• _Materials provided_:
• • •

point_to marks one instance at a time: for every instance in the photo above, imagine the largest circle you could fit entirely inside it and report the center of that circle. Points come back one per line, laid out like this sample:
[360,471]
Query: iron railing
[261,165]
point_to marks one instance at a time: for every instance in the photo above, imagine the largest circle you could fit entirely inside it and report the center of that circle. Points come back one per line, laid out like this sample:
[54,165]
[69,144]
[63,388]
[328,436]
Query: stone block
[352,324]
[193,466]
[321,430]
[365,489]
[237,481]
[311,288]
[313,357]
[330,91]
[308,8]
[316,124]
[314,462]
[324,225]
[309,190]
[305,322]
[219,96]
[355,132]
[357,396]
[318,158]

• • •

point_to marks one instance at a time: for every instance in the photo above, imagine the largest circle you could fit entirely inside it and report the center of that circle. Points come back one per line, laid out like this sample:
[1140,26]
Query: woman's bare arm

• • •

• _Objective_: Which lines of the records contain the word "Query"? Return each one in full, matching case exactly.

• _Written solution_:
Query: iron railing
Query: stone block
Query: woman's bare arm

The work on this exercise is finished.